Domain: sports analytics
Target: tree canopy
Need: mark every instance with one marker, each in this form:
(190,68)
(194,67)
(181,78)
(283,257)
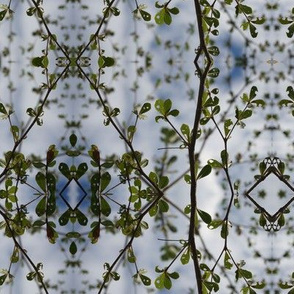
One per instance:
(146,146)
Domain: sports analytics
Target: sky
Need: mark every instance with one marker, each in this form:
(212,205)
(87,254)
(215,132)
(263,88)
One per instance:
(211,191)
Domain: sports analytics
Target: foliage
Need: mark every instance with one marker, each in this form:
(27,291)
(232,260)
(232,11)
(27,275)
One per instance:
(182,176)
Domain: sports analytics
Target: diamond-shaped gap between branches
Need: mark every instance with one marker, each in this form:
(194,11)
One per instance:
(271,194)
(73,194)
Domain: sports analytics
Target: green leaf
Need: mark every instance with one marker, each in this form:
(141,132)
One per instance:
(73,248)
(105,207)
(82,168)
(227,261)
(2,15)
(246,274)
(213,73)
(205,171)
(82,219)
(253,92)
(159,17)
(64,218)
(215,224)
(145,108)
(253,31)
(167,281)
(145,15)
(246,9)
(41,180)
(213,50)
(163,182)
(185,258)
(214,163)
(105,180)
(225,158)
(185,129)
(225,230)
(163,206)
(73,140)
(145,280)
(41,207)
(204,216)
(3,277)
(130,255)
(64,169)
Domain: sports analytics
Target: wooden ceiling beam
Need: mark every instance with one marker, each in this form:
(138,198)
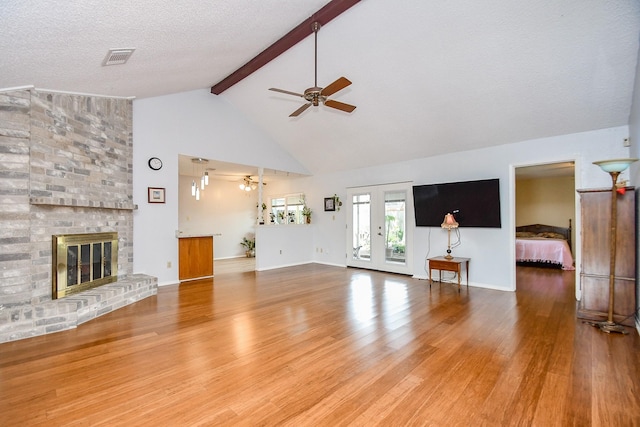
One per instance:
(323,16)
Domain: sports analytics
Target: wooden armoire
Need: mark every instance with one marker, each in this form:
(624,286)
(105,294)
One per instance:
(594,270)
------------------------
## Aim of the task
When a line in the entries above holds the word "Target", add it to the count, then state only the count.

## Exercise solution
7